DOCUMENT SEGMENT |

The reduction ad absurdum of all this may have come during this past week when a Fincher ad appeared on TV containing proof via a sound clip that Kirkland had (horror of horrors!) professed a willingness, if elected, to “reach out across the aisle.”

Now, earlier this month I did an interview with 7th District congressman Marsha Blackburn, who — arch-Blackburn critic of the right Mickey White notwithstanding — is generally regarded as being about as arch-conservative and un-Democrat-like as you can find in the halls of Congress. And one of the things she talked about was how she and other members of the Tennessee congressional delegation, Republicans and Democrats alike, recently worked in harmony to secure federal aid for victims of flooding in Tennessee.

On Friday afternoon, Fincher happened to be having a get-out-the-vote rally for his supporters on a parking lot adjacent to Baker Community Center in Millington — presumably the requisite number of feet away from what was an official early voting site.

And I asked him, after citing his ad, if he could not work with congressional colleagues “across the aisle” in the same sense that Blackburn had on the occasion of the recent flooding. Now, keep in mind this was Millington, site of some of the worst flood damage.

EXERCISE A |
List every person mentioned by name in the passage about the Fincher campaign.
EXERCISE B |
From the passage about the Fincher campaign, reproduce the text from "And I asked" up to and including "worst flood damage.".

RECORDS PROVIDED |
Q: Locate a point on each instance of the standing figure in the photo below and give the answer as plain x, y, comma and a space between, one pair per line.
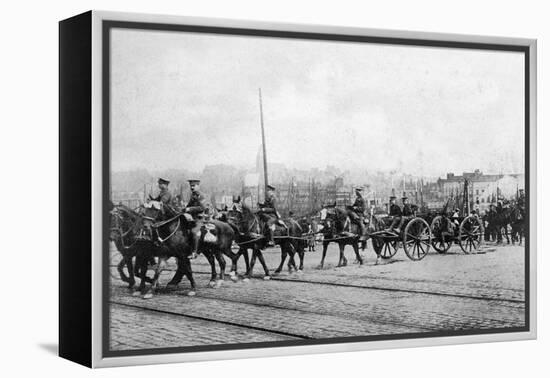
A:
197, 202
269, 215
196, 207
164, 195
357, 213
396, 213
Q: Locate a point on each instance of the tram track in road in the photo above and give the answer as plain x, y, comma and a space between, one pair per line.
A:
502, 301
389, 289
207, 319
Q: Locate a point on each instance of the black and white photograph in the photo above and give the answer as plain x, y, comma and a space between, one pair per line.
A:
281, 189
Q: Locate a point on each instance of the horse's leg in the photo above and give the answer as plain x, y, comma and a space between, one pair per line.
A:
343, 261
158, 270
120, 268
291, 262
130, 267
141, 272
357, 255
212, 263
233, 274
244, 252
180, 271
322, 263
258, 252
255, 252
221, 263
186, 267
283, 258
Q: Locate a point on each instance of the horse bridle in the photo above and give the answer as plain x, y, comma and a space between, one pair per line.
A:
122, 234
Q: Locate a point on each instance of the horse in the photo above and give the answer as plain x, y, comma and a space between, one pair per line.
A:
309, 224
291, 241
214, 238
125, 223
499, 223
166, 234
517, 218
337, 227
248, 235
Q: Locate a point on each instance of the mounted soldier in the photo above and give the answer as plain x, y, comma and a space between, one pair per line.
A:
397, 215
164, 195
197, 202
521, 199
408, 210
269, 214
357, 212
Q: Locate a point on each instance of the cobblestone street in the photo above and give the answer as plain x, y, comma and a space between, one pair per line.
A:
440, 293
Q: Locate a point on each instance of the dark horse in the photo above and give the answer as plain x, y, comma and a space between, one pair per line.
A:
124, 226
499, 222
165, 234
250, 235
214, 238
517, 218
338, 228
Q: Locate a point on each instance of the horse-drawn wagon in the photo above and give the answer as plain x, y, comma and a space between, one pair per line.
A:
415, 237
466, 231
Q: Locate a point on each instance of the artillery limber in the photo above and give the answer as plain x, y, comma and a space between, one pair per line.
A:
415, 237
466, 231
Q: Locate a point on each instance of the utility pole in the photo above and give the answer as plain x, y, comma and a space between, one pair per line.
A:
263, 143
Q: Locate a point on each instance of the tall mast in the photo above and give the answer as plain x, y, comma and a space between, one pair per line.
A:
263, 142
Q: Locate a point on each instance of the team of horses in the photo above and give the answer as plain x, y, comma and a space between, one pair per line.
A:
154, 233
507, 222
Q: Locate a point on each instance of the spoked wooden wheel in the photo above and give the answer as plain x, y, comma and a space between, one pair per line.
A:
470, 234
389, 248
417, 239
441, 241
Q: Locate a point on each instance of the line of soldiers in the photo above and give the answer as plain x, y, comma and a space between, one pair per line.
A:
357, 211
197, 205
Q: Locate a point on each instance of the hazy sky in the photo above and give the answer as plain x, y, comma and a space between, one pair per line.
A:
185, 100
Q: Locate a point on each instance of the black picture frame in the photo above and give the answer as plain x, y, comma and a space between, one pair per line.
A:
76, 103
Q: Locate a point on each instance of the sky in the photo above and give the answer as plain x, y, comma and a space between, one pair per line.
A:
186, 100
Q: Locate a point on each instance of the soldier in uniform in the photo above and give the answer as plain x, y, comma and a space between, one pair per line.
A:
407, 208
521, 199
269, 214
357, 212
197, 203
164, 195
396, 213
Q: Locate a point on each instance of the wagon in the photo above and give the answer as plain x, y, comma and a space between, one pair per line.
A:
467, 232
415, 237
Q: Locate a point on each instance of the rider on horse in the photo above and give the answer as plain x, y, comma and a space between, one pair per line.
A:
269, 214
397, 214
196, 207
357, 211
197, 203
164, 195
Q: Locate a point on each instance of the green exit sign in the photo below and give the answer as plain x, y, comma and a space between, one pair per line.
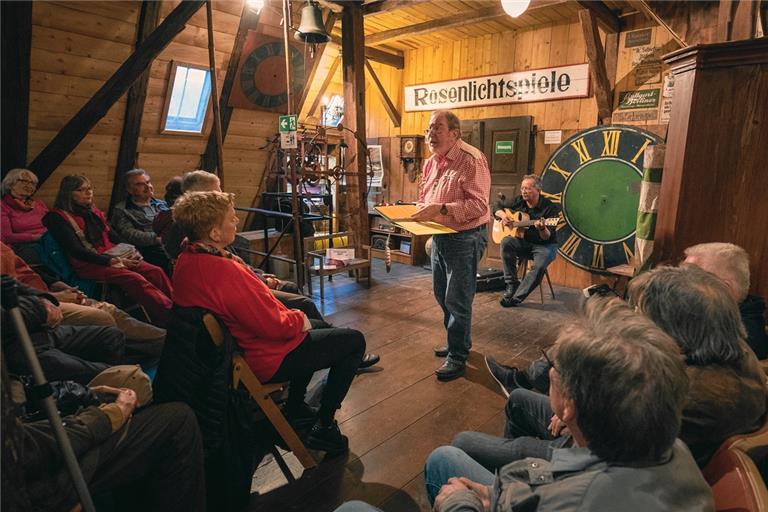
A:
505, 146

TASK ANSWER A |
Fincher
Kirkland
Marsha Blackburn
Mickey White

TASK ANSWER B |
And I asked him, after citing his ad, if he could not work with congressional colleagues “across the aisle” in the same sense that Blackburn had on the occasion of the recent flooding. Now, keep in mind this was Millington, site of some of the worst flood damage.